RECORDS SHOWN =
______

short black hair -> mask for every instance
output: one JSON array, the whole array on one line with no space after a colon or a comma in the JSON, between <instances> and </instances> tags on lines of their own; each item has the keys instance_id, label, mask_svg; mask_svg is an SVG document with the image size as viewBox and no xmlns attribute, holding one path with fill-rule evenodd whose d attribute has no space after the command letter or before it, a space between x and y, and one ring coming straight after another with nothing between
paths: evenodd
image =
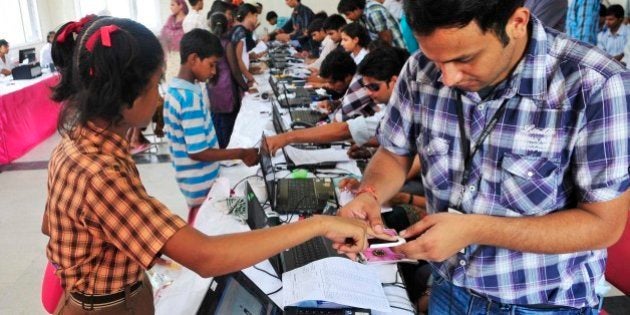
<instances>
[{"instance_id":1,"label":"short black hair","mask_svg":"<svg viewBox=\"0 0 630 315\"><path fill-rule=\"evenodd\" d=\"M111 47L97 38L88 49L88 39L106 26L118 27L110 34ZM62 76L52 96L63 104L60 133L95 118L111 125L119 123L123 110L147 90L152 77L164 65L164 51L157 37L130 19L95 18L83 27L76 41L70 34L59 43L58 36L59 32L51 53Z\"/></svg>"},{"instance_id":2,"label":"short black hair","mask_svg":"<svg viewBox=\"0 0 630 315\"><path fill-rule=\"evenodd\" d=\"M600 3L599 4L599 17L606 16L606 11L608 11L608 8L606 8L604 4Z\"/></svg>"},{"instance_id":3,"label":"short black hair","mask_svg":"<svg viewBox=\"0 0 630 315\"><path fill-rule=\"evenodd\" d=\"M357 72L380 81L398 75L409 58L407 50L398 47L379 47L370 51L359 63Z\"/></svg>"},{"instance_id":4,"label":"short black hair","mask_svg":"<svg viewBox=\"0 0 630 315\"><path fill-rule=\"evenodd\" d=\"M319 11L315 13L315 15L313 15L312 20L316 20L316 19L325 20L327 17L328 17L328 13L326 13L326 11Z\"/></svg>"},{"instance_id":5,"label":"short black hair","mask_svg":"<svg viewBox=\"0 0 630 315\"><path fill-rule=\"evenodd\" d=\"M191 7L194 7L197 5L197 3L199 3L199 1L202 1L202 0L188 0L188 3L190 3Z\"/></svg>"},{"instance_id":6,"label":"short black hair","mask_svg":"<svg viewBox=\"0 0 630 315\"><path fill-rule=\"evenodd\" d=\"M0 47L9 46L9 42L6 39L0 39Z\"/></svg>"},{"instance_id":7,"label":"short black hair","mask_svg":"<svg viewBox=\"0 0 630 315\"><path fill-rule=\"evenodd\" d=\"M327 31L327 30L338 31L346 24L348 24L348 22L346 22L346 19L344 19L343 16L339 14L333 14L324 20L323 27L324 27L324 31Z\"/></svg>"},{"instance_id":8,"label":"short black hair","mask_svg":"<svg viewBox=\"0 0 630 315\"><path fill-rule=\"evenodd\" d=\"M228 19L224 13L212 13L208 21L208 26L210 26L210 32L219 38L228 36Z\"/></svg>"},{"instance_id":9,"label":"short black hair","mask_svg":"<svg viewBox=\"0 0 630 315\"><path fill-rule=\"evenodd\" d=\"M625 12L623 10L623 7L619 4L613 4L611 6L608 7L608 9L606 9L606 16L615 16L616 18L620 19L624 16Z\"/></svg>"},{"instance_id":10,"label":"short black hair","mask_svg":"<svg viewBox=\"0 0 630 315\"><path fill-rule=\"evenodd\" d=\"M319 32L324 29L324 19L314 19L311 24L308 25L308 34L312 35L314 32Z\"/></svg>"},{"instance_id":11,"label":"short black hair","mask_svg":"<svg viewBox=\"0 0 630 315\"><path fill-rule=\"evenodd\" d=\"M405 1L407 21L418 35L438 28L464 27L475 21L481 31L492 31L503 45L510 39L505 26L524 0L414 0Z\"/></svg>"},{"instance_id":12,"label":"short black hair","mask_svg":"<svg viewBox=\"0 0 630 315\"><path fill-rule=\"evenodd\" d=\"M238 7L238 10L236 10L235 18L237 21L243 22L245 17L250 13L258 14L258 9L249 3L243 3Z\"/></svg>"},{"instance_id":13,"label":"short black hair","mask_svg":"<svg viewBox=\"0 0 630 315\"><path fill-rule=\"evenodd\" d=\"M357 65L354 63L349 53L333 50L324 58L324 61L322 61L319 76L333 81L342 81L348 76L353 76L356 72Z\"/></svg>"},{"instance_id":14,"label":"short black hair","mask_svg":"<svg viewBox=\"0 0 630 315\"><path fill-rule=\"evenodd\" d=\"M356 9L365 9L365 0L341 0L337 5L337 12L345 14Z\"/></svg>"},{"instance_id":15,"label":"short black hair","mask_svg":"<svg viewBox=\"0 0 630 315\"><path fill-rule=\"evenodd\" d=\"M221 40L207 30L196 28L184 34L179 43L181 64L185 64L188 56L197 54L200 59L212 56L223 57Z\"/></svg>"},{"instance_id":16,"label":"short black hair","mask_svg":"<svg viewBox=\"0 0 630 315\"><path fill-rule=\"evenodd\" d=\"M346 33L346 35L350 36L350 38L358 38L359 39L358 44L359 46L363 48L367 48L367 46L370 44L370 41L372 41L372 39L370 38L370 33L368 32L367 28L365 28L365 26L363 26L359 22L352 22L342 27L341 31L343 33Z\"/></svg>"},{"instance_id":17,"label":"short black hair","mask_svg":"<svg viewBox=\"0 0 630 315\"><path fill-rule=\"evenodd\" d=\"M278 18L278 13L276 13L275 11L269 11L267 12L267 16L266 16L266 20L269 21L271 19L277 19Z\"/></svg>"}]
</instances>

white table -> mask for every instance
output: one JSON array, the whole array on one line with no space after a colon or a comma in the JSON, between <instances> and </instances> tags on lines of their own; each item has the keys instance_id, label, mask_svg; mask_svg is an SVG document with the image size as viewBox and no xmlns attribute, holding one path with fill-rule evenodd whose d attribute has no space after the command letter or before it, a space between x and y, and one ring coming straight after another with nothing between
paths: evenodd
<instances>
[{"instance_id":1,"label":"white table","mask_svg":"<svg viewBox=\"0 0 630 315\"><path fill-rule=\"evenodd\" d=\"M259 82L260 90L267 88L265 86L267 82L266 76L257 77L257 82ZM263 130L266 134L273 133L271 103L255 98L252 95L246 95L234 126L234 133L230 139L229 147L258 146ZM281 160L284 160L284 157L281 155L274 158L274 162ZM347 165L343 165L343 169L358 172L358 168L356 168L354 163L344 164ZM256 174L257 171L259 171L258 166L247 167L242 163L231 167L222 167L220 179L217 180L209 194L211 197L210 200L206 200L199 210L197 218L195 219L195 227L208 235L248 231L249 227L246 224L225 214L225 202L221 200L229 194L229 187L233 187L239 180L247 176ZM250 180L250 183L259 196L259 199L263 201L264 197L262 197L261 194L264 195L265 193L262 180L257 181L254 179ZM244 184L239 185L236 189L237 196L243 196L244 189ZM275 271L267 260L259 263L256 267L275 274ZM374 268L379 274L382 283L401 282L400 277L397 276L396 265L374 266ZM156 269L158 269L158 272L164 272L164 269L161 267L156 267ZM252 279L263 292L275 292L282 286L282 282L279 279L271 277L253 267L247 268L243 270L243 272ZM169 274L168 271L165 273ZM197 312L212 280L204 279L186 268L182 268L169 275L174 279L173 283L156 292L156 314L194 314ZM357 288L357 290L360 290L360 288ZM398 286L385 286L384 290L390 305L393 306L392 314L410 313L409 311L403 310L413 309L405 289ZM281 290L270 297L276 304L280 306L283 305ZM373 312L373 314L377 313Z\"/></svg>"}]
</instances>

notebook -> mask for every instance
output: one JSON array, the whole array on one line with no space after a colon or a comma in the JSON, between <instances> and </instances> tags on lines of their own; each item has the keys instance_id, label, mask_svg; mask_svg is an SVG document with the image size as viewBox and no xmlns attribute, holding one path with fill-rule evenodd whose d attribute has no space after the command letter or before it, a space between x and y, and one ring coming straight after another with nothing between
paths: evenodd
<instances>
[{"instance_id":1,"label":"notebook","mask_svg":"<svg viewBox=\"0 0 630 315\"><path fill-rule=\"evenodd\" d=\"M271 208L277 213L321 213L329 201L337 204L330 178L276 179L264 134L260 145L260 168Z\"/></svg>"}]
</instances>

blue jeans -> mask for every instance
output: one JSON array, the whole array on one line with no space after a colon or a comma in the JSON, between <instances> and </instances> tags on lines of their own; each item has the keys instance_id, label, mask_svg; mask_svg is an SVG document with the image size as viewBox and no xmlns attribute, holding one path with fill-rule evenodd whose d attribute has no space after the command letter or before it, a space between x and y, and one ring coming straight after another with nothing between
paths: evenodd
<instances>
[{"instance_id":1,"label":"blue jeans","mask_svg":"<svg viewBox=\"0 0 630 315\"><path fill-rule=\"evenodd\" d=\"M481 314L510 314L510 315L596 315L597 310L591 307L575 309L570 307L550 308L528 307L525 305L503 304L486 297L471 293L469 290L453 285L450 281L433 273L433 286L429 300L429 314L433 315L481 315Z\"/></svg>"}]
</instances>

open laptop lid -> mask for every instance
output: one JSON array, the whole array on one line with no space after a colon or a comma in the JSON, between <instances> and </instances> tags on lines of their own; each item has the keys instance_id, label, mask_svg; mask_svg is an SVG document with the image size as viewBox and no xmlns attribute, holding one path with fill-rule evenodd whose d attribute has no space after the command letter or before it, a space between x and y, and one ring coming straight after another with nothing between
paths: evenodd
<instances>
[{"instance_id":1,"label":"open laptop lid","mask_svg":"<svg viewBox=\"0 0 630 315\"><path fill-rule=\"evenodd\" d=\"M287 128L284 125L284 119L282 119L282 114L280 114L280 110L278 110L278 106L276 106L276 102L274 100L271 100L271 119L273 122L273 129L276 130L276 134L285 133L287 131Z\"/></svg>"},{"instance_id":2,"label":"open laptop lid","mask_svg":"<svg viewBox=\"0 0 630 315\"><path fill-rule=\"evenodd\" d=\"M278 102L280 101L280 91L278 90L278 83L273 80L273 76L269 76L269 85L271 85L271 90L273 91L273 95L276 97Z\"/></svg>"},{"instance_id":3,"label":"open laptop lid","mask_svg":"<svg viewBox=\"0 0 630 315\"><path fill-rule=\"evenodd\" d=\"M247 225L249 225L249 228L258 230L267 227L267 215L249 182L247 182L247 188L245 189L245 198L247 199Z\"/></svg>"},{"instance_id":4,"label":"open laptop lid","mask_svg":"<svg viewBox=\"0 0 630 315\"><path fill-rule=\"evenodd\" d=\"M269 153L269 146L267 145L267 137L265 133L262 134L260 139L260 170L265 180L265 188L267 189L267 199L273 209L275 207L275 187L276 187L276 173L273 169L273 161L271 160L271 153Z\"/></svg>"},{"instance_id":5,"label":"open laptop lid","mask_svg":"<svg viewBox=\"0 0 630 315\"><path fill-rule=\"evenodd\" d=\"M197 311L202 314L282 314L282 309L242 271L215 277Z\"/></svg>"}]
</instances>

______

YOUR GOAL = Your answer should be each line from the entries that includes the string "every".

EXPECTED ANSWER =
short black hair -> mask for every instance
white table -> mask for every instance
notebook -> mask for every instance
blue jeans -> mask for every instance
open laptop lid -> mask for every instance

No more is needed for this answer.